— start Input rows —

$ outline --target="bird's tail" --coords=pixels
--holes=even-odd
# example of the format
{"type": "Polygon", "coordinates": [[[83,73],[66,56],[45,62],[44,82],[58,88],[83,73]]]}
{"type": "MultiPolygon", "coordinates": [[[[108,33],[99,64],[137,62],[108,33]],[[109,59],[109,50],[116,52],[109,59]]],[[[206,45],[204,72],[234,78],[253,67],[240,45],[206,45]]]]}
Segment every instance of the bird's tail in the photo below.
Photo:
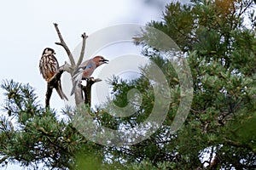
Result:
{"type": "Polygon", "coordinates": [[[67,101],[68,100],[67,96],[65,95],[65,94],[63,93],[62,91],[62,88],[61,88],[61,81],[59,80],[56,86],[55,87],[59,96],[61,97],[61,99],[66,99],[67,101]]]}

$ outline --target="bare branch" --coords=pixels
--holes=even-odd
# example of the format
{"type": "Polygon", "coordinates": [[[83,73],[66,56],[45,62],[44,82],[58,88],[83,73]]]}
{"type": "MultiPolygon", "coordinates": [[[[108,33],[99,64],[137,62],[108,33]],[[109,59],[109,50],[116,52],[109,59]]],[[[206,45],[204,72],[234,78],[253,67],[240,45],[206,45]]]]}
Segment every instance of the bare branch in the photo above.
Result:
{"type": "Polygon", "coordinates": [[[79,65],[82,63],[83,59],[84,59],[84,50],[85,50],[85,42],[86,42],[86,39],[87,39],[88,36],[86,36],[86,33],[84,32],[82,34],[82,38],[83,38],[83,44],[82,44],[82,48],[81,48],[81,53],[80,53],[80,56],[79,59],[79,61],[77,63],[77,67],[79,66],[79,65]]]}
{"type": "Polygon", "coordinates": [[[90,105],[90,94],[91,94],[91,86],[95,83],[95,82],[101,82],[102,79],[99,78],[93,78],[93,77],[90,77],[89,80],[87,80],[87,84],[86,86],[82,86],[82,89],[84,91],[84,104],[89,104],[90,105]]]}
{"type": "Polygon", "coordinates": [[[4,156],[3,158],[0,159],[0,164],[2,164],[6,159],[8,159],[8,156],[4,156]]]}
{"type": "Polygon", "coordinates": [[[64,49],[66,50],[66,53],[67,54],[67,56],[69,58],[72,67],[75,67],[75,62],[74,62],[73,57],[73,55],[71,54],[71,51],[69,50],[67,45],[66,44],[66,42],[63,40],[63,37],[62,37],[61,33],[61,31],[59,30],[59,27],[58,27],[58,24],[54,23],[54,26],[55,27],[55,30],[57,31],[58,37],[59,37],[60,41],[61,41],[60,42],[55,42],[55,44],[61,45],[64,48],[64,49]]]}

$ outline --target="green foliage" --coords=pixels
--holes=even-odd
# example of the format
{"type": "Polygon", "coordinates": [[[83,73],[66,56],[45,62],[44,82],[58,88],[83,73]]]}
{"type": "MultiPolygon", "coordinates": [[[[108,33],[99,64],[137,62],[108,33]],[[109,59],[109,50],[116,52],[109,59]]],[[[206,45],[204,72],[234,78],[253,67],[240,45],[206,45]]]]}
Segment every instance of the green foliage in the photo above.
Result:
{"type": "MultiPolygon", "coordinates": [[[[2,165],[9,161],[34,168],[44,162],[46,167],[62,169],[254,169],[254,3],[252,0],[191,2],[183,6],[167,4],[163,20],[148,24],[172,38],[191,70],[193,102],[178,131],[171,132],[171,127],[183,97],[181,80],[172,62],[152,47],[158,41],[154,40],[154,31],[148,29],[142,32],[142,38],[136,39],[151,60],[141,68],[142,76],[129,82],[114,76],[109,81],[113,99],[95,112],[88,106],[84,109],[99,125],[108,128],[138,127],[155,103],[166,103],[155,100],[154,83],[147,78],[154,63],[165,74],[170,88],[159,88],[157,92],[170,94],[172,100],[164,122],[153,135],[132,145],[102,146],[89,142],[70,122],[75,110],[64,111],[69,121],[58,120],[55,111],[45,110],[36,101],[30,86],[3,82],[3,108],[8,116],[0,121],[2,165]],[[247,16],[250,20],[245,22],[247,16]],[[131,101],[127,96],[134,88],[141,94],[131,101]],[[119,107],[130,105],[136,111],[125,117],[113,116],[108,111],[117,110],[112,102],[119,107]],[[15,119],[15,126],[11,118],[15,119]]],[[[169,43],[172,42],[166,47],[169,43]]],[[[164,87],[161,83],[159,87],[164,87]]]]}
{"type": "Polygon", "coordinates": [[[43,109],[29,85],[5,81],[2,88],[6,91],[4,110],[8,113],[0,121],[3,166],[18,162],[34,169],[42,163],[49,168],[73,169],[79,150],[85,147],[100,150],[87,143],[71,123],[57,120],[55,111],[43,109]]]}

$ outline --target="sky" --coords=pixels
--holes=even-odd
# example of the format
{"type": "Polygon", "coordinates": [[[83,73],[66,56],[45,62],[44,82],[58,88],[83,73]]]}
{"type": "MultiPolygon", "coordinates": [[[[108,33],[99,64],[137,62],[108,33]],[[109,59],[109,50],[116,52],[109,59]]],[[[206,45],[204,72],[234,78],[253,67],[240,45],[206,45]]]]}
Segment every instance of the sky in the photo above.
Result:
{"type": "MultiPolygon", "coordinates": [[[[90,37],[108,26],[125,23],[145,25],[160,20],[164,7],[171,0],[9,0],[0,6],[0,81],[15,80],[35,88],[44,105],[46,82],[40,75],[38,62],[46,47],[54,48],[60,65],[68,61],[53,23],[73,51],[81,42],[83,32],[90,37]],[[148,2],[146,3],[145,2],[148,2]],[[148,3],[149,2],[149,3],[148,3]],[[150,3],[151,2],[151,3],[150,3]]],[[[183,1],[187,2],[187,1],[183,1]]],[[[137,50],[137,49],[135,49],[137,50]]],[[[110,62],[111,62],[111,59],[110,62]]],[[[0,103],[4,99],[0,89],[0,103]]],[[[54,91],[50,105],[65,105],[54,91]]],[[[8,166],[7,169],[21,169],[8,166]]]]}

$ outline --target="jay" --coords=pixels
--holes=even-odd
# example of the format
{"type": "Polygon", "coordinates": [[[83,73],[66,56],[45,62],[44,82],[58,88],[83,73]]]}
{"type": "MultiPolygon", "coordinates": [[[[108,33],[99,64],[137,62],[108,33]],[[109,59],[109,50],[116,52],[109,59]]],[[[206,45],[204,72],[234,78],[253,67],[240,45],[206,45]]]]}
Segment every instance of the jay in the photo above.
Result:
{"type": "MultiPolygon", "coordinates": [[[[39,61],[39,70],[43,77],[47,82],[55,76],[56,71],[59,70],[59,63],[55,57],[55,50],[49,48],[46,48],[42,54],[41,60],[39,61]]],[[[56,89],[59,96],[61,99],[67,99],[67,96],[62,91],[61,80],[58,80],[54,88],[56,89]]]]}
{"type": "Polygon", "coordinates": [[[98,66],[108,64],[108,60],[102,56],[96,56],[93,59],[83,62],[73,73],[73,84],[71,95],[73,94],[77,86],[82,80],[87,80],[98,66]]]}

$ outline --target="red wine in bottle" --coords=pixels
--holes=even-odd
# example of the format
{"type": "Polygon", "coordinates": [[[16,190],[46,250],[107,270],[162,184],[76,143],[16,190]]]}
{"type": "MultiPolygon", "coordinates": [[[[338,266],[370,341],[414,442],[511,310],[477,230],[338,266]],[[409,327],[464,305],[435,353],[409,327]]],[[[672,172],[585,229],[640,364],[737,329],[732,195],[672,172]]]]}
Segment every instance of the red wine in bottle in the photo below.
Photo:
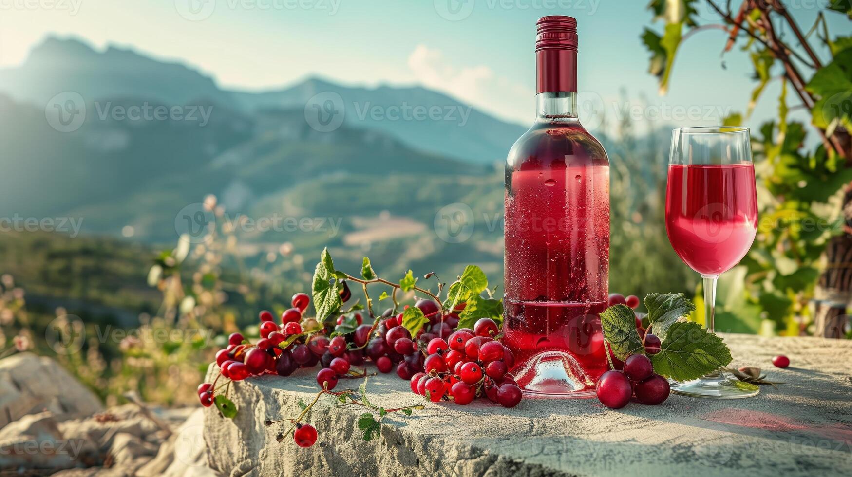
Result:
{"type": "Polygon", "coordinates": [[[594,393],[609,272],[609,161],[577,117],[577,20],[538,22],[537,117],[506,162],[503,342],[527,394],[594,393]]]}

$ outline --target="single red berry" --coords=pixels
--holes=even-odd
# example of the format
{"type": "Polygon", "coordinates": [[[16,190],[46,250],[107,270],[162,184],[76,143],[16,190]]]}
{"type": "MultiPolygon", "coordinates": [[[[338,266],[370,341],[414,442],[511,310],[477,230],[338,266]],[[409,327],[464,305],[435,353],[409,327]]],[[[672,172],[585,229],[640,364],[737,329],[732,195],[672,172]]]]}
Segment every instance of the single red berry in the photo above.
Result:
{"type": "Polygon", "coordinates": [[[317,441],[317,430],[310,424],[296,424],[293,440],[299,447],[310,447],[317,441]]]}
{"type": "Polygon", "coordinates": [[[790,365],[790,358],[783,354],[779,354],[772,359],[772,364],[779,368],[786,368],[790,365]]]}
{"type": "Polygon", "coordinates": [[[328,343],[328,352],[331,356],[343,356],[346,353],[346,338],[335,336],[328,343]]]}
{"type": "Polygon", "coordinates": [[[479,365],[479,363],[475,363],[473,361],[464,363],[462,365],[461,372],[458,374],[458,377],[468,384],[476,384],[481,379],[482,379],[482,367],[479,365]]]}
{"type": "Polygon", "coordinates": [[[625,298],[625,304],[635,310],[639,307],[639,297],[636,295],[628,295],[625,298]]]}
{"type": "Polygon", "coordinates": [[[426,353],[429,354],[436,354],[439,351],[446,351],[449,348],[446,342],[441,338],[433,338],[432,341],[429,342],[426,346],[426,353]]]}
{"type": "Polygon", "coordinates": [[[429,400],[438,402],[444,397],[444,393],[446,392],[446,384],[440,377],[435,376],[426,380],[424,388],[429,393],[429,400]]]}
{"type": "Polygon", "coordinates": [[[499,342],[488,342],[480,347],[477,357],[480,361],[487,363],[503,359],[503,345],[499,342]]]}
{"type": "Polygon", "coordinates": [[[343,376],[349,372],[349,362],[343,358],[335,358],[334,359],[331,359],[328,367],[331,368],[331,370],[337,373],[338,376],[343,376]]]}
{"type": "Polygon", "coordinates": [[[426,376],[426,373],[414,373],[414,376],[412,376],[412,378],[409,380],[409,382],[411,383],[412,386],[412,393],[416,394],[417,392],[417,383],[420,381],[420,378],[424,376],[426,376]]]}
{"type": "Polygon", "coordinates": [[[207,391],[210,391],[212,388],[213,388],[212,382],[202,382],[201,384],[199,384],[199,389],[198,389],[199,395],[200,396],[202,393],[206,393],[207,391]]]}
{"type": "Polygon", "coordinates": [[[331,368],[323,368],[317,373],[317,384],[320,389],[331,391],[337,385],[337,375],[331,368]]]}
{"type": "Polygon", "coordinates": [[[394,351],[400,354],[411,354],[414,352],[414,342],[408,338],[400,338],[394,343],[394,351]]]}
{"type": "Polygon", "coordinates": [[[625,359],[624,370],[630,381],[639,382],[653,374],[653,365],[644,354],[630,354],[625,359]]]}
{"type": "Polygon", "coordinates": [[[284,332],[287,335],[298,335],[302,332],[302,325],[298,321],[290,321],[284,325],[284,332]]]}
{"type": "Polygon", "coordinates": [[[497,388],[497,403],[503,407],[515,407],[521,402],[521,388],[514,384],[501,384],[497,388]]]}
{"type": "Polygon", "coordinates": [[[378,368],[379,372],[389,373],[390,369],[394,367],[394,362],[390,360],[390,358],[382,356],[376,359],[376,367],[378,368]]]}
{"type": "Polygon", "coordinates": [[[446,362],[444,361],[444,357],[440,354],[429,354],[426,357],[426,360],[423,361],[423,369],[426,370],[427,373],[432,371],[441,373],[446,371],[446,362]]]}
{"type": "Polygon", "coordinates": [[[648,354],[656,354],[659,353],[660,344],[662,343],[659,342],[659,338],[657,337],[657,335],[654,335],[653,333],[645,335],[645,353],[648,354]]]}
{"type": "Polygon", "coordinates": [[[455,331],[447,339],[447,344],[450,346],[450,349],[455,349],[456,351],[464,351],[464,345],[467,344],[468,340],[474,337],[471,333],[468,333],[464,330],[455,331]]]}
{"type": "Polygon", "coordinates": [[[620,293],[610,293],[609,294],[609,306],[614,305],[625,305],[627,303],[627,300],[625,299],[625,296],[620,293]]]}
{"type": "Polygon", "coordinates": [[[299,308],[287,308],[281,313],[282,325],[298,323],[299,321],[302,321],[302,312],[299,311],[299,308]]]}
{"type": "Polygon", "coordinates": [[[610,409],[621,409],[630,402],[633,387],[625,373],[609,371],[603,373],[597,381],[596,393],[603,405],[610,409]]]}
{"type": "Polygon", "coordinates": [[[293,299],[290,301],[290,304],[293,306],[294,308],[299,310],[300,313],[304,313],[308,308],[308,304],[311,302],[311,297],[308,296],[307,293],[296,293],[293,296],[293,299]]]}
{"type": "Polygon", "coordinates": [[[459,381],[450,388],[450,395],[452,396],[452,400],[456,401],[456,404],[464,405],[473,402],[474,398],[476,397],[476,392],[469,384],[459,381]]]}
{"type": "MultiPolygon", "coordinates": [[[[267,356],[268,356],[268,354],[267,356]]],[[[264,365],[266,363],[264,363],[264,365]]],[[[266,369],[266,366],[264,366],[263,369],[266,369]]],[[[246,377],[249,377],[250,372],[249,367],[243,363],[233,363],[227,367],[227,374],[233,381],[242,381],[246,377]]]]}
{"type": "Polygon", "coordinates": [[[485,374],[496,380],[503,379],[503,376],[506,376],[506,371],[508,371],[506,364],[499,360],[492,361],[485,366],[485,374]]]}
{"type": "Polygon", "coordinates": [[[264,321],[261,323],[260,331],[262,338],[268,338],[269,333],[278,331],[278,325],[275,325],[274,321],[264,321]]]}
{"type": "Polygon", "coordinates": [[[497,335],[497,323],[490,318],[481,318],[474,325],[474,334],[477,336],[493,337],[497,335]]]}
{"type": "Polygon", "coordinates": [[[633,392],[637,401],[648,405],[657,405],[669,398],[671,388],[669,380],[655,374],[636,382],[633,387],[633,392]]]}

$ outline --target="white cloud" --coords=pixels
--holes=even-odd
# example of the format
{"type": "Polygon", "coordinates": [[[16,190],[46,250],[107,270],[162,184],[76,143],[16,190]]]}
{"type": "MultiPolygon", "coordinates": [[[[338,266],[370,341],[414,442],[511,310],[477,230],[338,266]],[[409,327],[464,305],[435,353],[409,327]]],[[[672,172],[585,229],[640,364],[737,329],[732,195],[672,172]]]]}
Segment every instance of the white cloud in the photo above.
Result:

— end Input rows —

Your goal – Identify every line in the rows above that contains the word "berry", and copy each such line in full.

Right answer –
$ outline --target="single red berry" --coords=pixels
Segment every instance of the single red berry in the photo above.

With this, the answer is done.